Lay out the material below as a Markdown table with the columns Row and Line, one numbered row per line and no row for blank lines.

BEGIN DATA EXTRACT

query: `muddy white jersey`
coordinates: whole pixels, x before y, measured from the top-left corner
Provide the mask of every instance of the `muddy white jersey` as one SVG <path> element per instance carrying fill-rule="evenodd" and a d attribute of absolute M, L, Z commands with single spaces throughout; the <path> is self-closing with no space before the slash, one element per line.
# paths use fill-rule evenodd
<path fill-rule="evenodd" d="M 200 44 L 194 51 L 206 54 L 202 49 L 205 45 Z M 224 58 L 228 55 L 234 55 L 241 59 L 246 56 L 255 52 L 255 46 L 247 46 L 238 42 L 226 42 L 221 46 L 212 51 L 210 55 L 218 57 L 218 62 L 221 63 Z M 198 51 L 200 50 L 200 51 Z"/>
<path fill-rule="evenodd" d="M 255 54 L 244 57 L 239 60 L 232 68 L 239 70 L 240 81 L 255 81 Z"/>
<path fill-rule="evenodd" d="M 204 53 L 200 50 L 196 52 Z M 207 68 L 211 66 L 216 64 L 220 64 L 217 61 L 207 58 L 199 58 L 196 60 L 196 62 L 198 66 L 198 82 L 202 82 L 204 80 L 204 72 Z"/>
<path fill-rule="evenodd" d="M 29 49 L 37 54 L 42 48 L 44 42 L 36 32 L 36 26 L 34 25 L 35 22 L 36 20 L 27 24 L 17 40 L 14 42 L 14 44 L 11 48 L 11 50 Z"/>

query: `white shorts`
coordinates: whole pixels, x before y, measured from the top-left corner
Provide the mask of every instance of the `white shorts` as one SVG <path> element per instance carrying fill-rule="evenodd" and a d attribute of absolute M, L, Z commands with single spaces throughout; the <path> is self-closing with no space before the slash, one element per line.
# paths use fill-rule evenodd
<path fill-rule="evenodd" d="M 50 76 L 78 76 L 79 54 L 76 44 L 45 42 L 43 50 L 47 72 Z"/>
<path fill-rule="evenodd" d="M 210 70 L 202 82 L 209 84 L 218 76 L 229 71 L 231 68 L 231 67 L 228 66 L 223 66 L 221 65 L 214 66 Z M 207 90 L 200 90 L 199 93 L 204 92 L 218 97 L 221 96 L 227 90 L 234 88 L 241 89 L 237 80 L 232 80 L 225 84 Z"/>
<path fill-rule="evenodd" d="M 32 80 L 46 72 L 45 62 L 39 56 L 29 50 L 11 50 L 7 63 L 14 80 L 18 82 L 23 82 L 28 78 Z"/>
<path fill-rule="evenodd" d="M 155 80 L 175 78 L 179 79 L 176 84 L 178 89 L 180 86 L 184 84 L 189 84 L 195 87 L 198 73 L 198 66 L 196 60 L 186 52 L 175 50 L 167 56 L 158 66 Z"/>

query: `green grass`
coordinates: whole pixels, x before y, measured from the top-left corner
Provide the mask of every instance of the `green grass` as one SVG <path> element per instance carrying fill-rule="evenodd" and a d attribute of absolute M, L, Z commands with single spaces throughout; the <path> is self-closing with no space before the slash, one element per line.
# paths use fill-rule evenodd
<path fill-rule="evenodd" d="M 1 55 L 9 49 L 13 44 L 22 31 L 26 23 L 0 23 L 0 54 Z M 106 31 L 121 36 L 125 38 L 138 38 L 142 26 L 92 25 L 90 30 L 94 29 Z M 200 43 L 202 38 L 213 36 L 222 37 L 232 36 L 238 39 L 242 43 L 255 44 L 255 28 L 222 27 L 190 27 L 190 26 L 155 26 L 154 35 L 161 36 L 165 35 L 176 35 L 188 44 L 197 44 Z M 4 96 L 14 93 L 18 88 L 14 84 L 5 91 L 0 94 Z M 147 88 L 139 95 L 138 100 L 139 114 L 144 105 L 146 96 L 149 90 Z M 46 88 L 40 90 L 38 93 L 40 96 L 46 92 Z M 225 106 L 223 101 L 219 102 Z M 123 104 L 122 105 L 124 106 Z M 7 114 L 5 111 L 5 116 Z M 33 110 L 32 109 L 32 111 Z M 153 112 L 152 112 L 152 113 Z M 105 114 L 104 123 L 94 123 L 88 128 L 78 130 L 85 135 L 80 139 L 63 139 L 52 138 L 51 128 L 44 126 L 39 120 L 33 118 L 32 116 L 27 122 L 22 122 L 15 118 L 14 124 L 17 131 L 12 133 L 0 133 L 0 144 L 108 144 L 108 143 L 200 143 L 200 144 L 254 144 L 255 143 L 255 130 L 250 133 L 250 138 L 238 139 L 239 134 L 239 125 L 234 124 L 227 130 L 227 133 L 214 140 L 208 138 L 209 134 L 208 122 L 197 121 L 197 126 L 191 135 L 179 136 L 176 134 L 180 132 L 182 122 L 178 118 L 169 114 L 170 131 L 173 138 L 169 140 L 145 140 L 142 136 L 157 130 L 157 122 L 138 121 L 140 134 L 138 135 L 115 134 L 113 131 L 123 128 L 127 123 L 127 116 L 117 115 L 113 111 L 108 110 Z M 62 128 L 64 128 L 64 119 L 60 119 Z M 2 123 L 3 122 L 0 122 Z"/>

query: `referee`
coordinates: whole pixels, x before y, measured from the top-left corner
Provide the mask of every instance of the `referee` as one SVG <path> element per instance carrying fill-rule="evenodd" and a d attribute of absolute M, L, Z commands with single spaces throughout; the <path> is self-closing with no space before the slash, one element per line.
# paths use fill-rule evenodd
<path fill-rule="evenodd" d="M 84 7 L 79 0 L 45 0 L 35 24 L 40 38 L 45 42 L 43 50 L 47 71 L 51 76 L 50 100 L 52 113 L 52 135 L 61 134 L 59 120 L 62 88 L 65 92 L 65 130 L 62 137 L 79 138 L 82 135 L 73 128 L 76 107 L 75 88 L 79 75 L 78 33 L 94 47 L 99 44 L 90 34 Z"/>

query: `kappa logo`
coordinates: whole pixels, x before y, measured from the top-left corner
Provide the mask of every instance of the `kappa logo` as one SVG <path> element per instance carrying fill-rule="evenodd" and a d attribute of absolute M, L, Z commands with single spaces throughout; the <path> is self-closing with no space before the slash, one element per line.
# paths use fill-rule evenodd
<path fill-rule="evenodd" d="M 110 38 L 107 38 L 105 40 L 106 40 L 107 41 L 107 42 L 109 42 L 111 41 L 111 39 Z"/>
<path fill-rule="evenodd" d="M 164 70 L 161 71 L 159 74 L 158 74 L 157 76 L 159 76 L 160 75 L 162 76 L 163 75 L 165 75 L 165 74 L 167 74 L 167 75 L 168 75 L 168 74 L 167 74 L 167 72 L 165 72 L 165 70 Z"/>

END DATA EXTRACT

RESPONSE —
| Row | Line |
|---|---|
| 1 | query: `muddy white jersey` |
| 2 | coordinates: whole pixels, x before y, measured from the top-left corner |
| 3 | Provide the mask of every instance of the `muddy white jersey` as one SVG <path> element per instance carrying fill-rule="evenodd" and a d attribute of absolute M, L, Z commands with single spaces throughout; the <path> is self-closing with no space before the slash, one element per line. |
| 4 | # paths use fill-rule evenodd |
| 5 | <path fill-rule="evenodd" d="M 200 44 L 194 51 L 206 54 L 202 49 L 205 45 Z M 224 58 L 228 55 L 234 55 L 241 59 L 246 56 L 255 52 L 255 46 L 247 46 L 238 42 L 226 42 L 221 46 L 212 51 L 210 55 L 218 57 L 218 62 L 221 63 Z M 198 51 L 200 50 L 200 51 Z"/> |
| 6 | <path fill-rule="evenodd" d="M 255 54 L 244 57 L 239 60 L 232 68 L 239 70 L 240 81 L 255 81 Z"/> |
| 7 | <path fill-rule="evenodd" d="M 204 53 L 200 50 L 196 52 Z M 207 68 L 211 66 L 216 64 L 220 64 L 217 61 L 207 58 L 199 58 L 196 60 L 196 62 L 198 66 L 198 82 L 202 82 L 204 80 L 204 72 Z"/> |
| 8 | <path fill-rule="evenodd" d="M 29 49 L 37 54 L 42 48 L 44 42 L 36 32 L 36 26 L 34 25 L 35 22 L 36 20 L 27 24 L 17 40 L 14 42 L 14 44 L 11 48 L 11 50 Z"/> |
| 9 | query: `white shorts` |
| 10 | coordinates: whole pixels, x before y, measured from the top-left corner |
| 11 | Provide the mask of every instance of the `white shorts` as one SVG <path> element per instance carrying fill-rule="evenodd" and a d attribute of absolute M, L, Z commands with single spaces throughout; the <path> is self-closing with no space before the slash, one element per line. |
| 12 | # paths use fill-rule evenodd |
| 13 | <path fill-rule="evenodd" d="M 50 76 L 78 76 L 79 54 L 76 44 L 45 42 L 43 50 L 47 72 Z"/> |
| 14 | <path fill-rule="evenodd" d="M 210 70 L 202 82 L 209 84 L 218 76 L 229 71 L 231 68 L 231 67 L 228 66 L 223 66 L 221 65 L 214 66 Z M 207 90 L 200 90 L 199 93 L 204 92 L 218 97 L 221 96 L 227 90 L 234 88 L 241 89 L 237 80 L 232 80 L 225 84 Z"/> |
| 15 | <path fill-rule="evenodd" d="M 32 80 L 46 72 L 45 62 L 39 56 L 29 50 L 11 50 L 7 63 L 14 80 L 18 82 L 23 82 L 28 78 Z"/> |
| 16 | <path fill-rule="evenodd" d="M 155 80 L 175 78 L 179 79 L 176 84 L 178 89 L 180 86 L 184 84 L 189 84 L 195 87 L 198 73 L 198 66 L 196 60 L 186 52 L 175 50 L 167 56 L 158 66 Z"/> |
| 17 | query: `green grass` |
| 18 | coordinates: whole pixels, x before y, measured from the top-left corner |
| 19 | Provide the mask of every instance of the `green grass` as one SVG <path> element per instance carrying fill-rule="evenodd" and a d attribute of absolute M, L, Z commands with single spaces throughout; the <path> is self-closing with no space before the slash, one element per line. |
| 20 | # paths use fill-rule evenodd |
| 21 | <path fill-rule="evenodd" d="M 1 55 L 9 49 L 13 44 L 22 31 L 26 23 L 0 23 L 0 54 Z M 106 31 L 121 36 L 125 38 L 138 38 L 142 26 L 92 25 L 90 30 L 94 29 Z M 200 43 L 202 38 L 213 36 L 222 37 L 232 36 L 238 39 L 242 43 L 255 44 L 255 28 L 222 27 L 190 27 L 190 26 L 155 26 L 154 35 L 161 36 L 165 35 L 176 35 L 188 44 L 197 44 Z M 4 96 L 14 93 L 18 88 L 14 84 L 5 91 L 0 94 Z M 147 88 L 139 95 L 138 100 L 139 114 L 144 105 L 146 96 L 149 90 Z M 46 88 L 40 90 L 38 93 L 40 96 L 46 92 Z M 225 106 L 223 101 L 219 102 Z M 123 104 L 122 105 L 124 106 Z M 7 114 L 5 111 L 5 116 Z M 33 110 L 32 109 L 32 111 Z M 153 112 L 152 112 L 152 113 Z M 105 114 L 104 123 L 94 123 L 88 128 L 78 130 L 85 135 L 80 139 L 63 139 L 52 138 L 51 128 L 44 126 L 39 120 L 33 118 L 32 116 L 27 122 L 22 122 L 15 118 L 14 124 L 17 131 L 12 133 L 0 133 L 0 144 L 108 144 L 108 143 L 200 143 L 200 144 L 254 144 L 255 143 L 255 130 L 250 133 L 250 138 L 238 139 L 239 134 L 239 125 L 234 124 L 227 130 L 227 133 L 214 140 L 208 138 L 209 134 L 208 122 L 197 121 L 197 126 L 191 135 L 179 136 L 176 134 L 180 132 L 182 122 L 178 118 L 169 114 L 170 131 L 173 138 L 169 140 L 145 140 L 142 136 L 157 130 L 157 122 L 138 121 L 140 134 L 138 135 L 115 134 L 113 131 L 123 128 L 127 123 L 127 116 L 117 115 L 113 111 L 108 110 Z M 62 128 L 64 128 L 64 119 L 60 119 Z M 2 123 L 3 122 L 0 122 Z"/> |
| 22 | query: `referee` |
| 23 | coordinates: whole pixels, x before y, measured from the top-left corner |
| 24 | Provide the mask of every instance of the `referee` as one SVG <path> element per instance carrying fill-rule="evenodd" and a d attribute of absolute M, L, Z commands with single spaces throughout; the <path> is self-closing with no space before the slash, one element per line. |
| 25 | # paths use fill-rule evenodd |
| 26 | <path fill-rule="evenodd" d="M 84 7 L 79 0 L 45 0 L 35 24 L 40 38 L 45 42 L 43 50 L 47 71 L 51 76 L 50 100 L 52 113 L 52 135 L 61 134 L 59 120 L 62 88 L 65 92 L 65 130 L 62 137 L 79 138 L 82 135 L 73 128 L 76 107 L 75 88 L 79 75 L 78 33 L 94 47 L 99 44 L 90 34 Z"/> |
| 27 | query: `kappa logo` |
| 28 | coordinates: whole pixels, x before y, measured from the top-left corner |
| 29 | Provide the mask of every instance of the `kappa logo` as one SVG <path> element per instance carrying fill-rule="evenodd" and a d attribute of absolute M, L, Z commands with single spaces throughout; the <path> is self-closing with no space before the slash, one element per line. |
| 30 | # paths use fill-rule evenodd |
| 31 | <path fill-rule="evenodd" d="M 110 38 L 107 38 L 105 40 L 106 40 L 107 41 L 107 42 L 109 42 L 111 41 L 111 39 Z"/> |
| 32 | <path fill-rule="evenodd" d="M 164 70 L 161 71 L 159 74 L 158 74 L 157 76 L 159 76 L 160 75 L 162 76 L 163 75 L 165 75 L 165 74 L 167 74 L 167 75 L 168 75 L 168 74 L 167 74 L 167 72 L 165 72 L 165 70 Z"/> |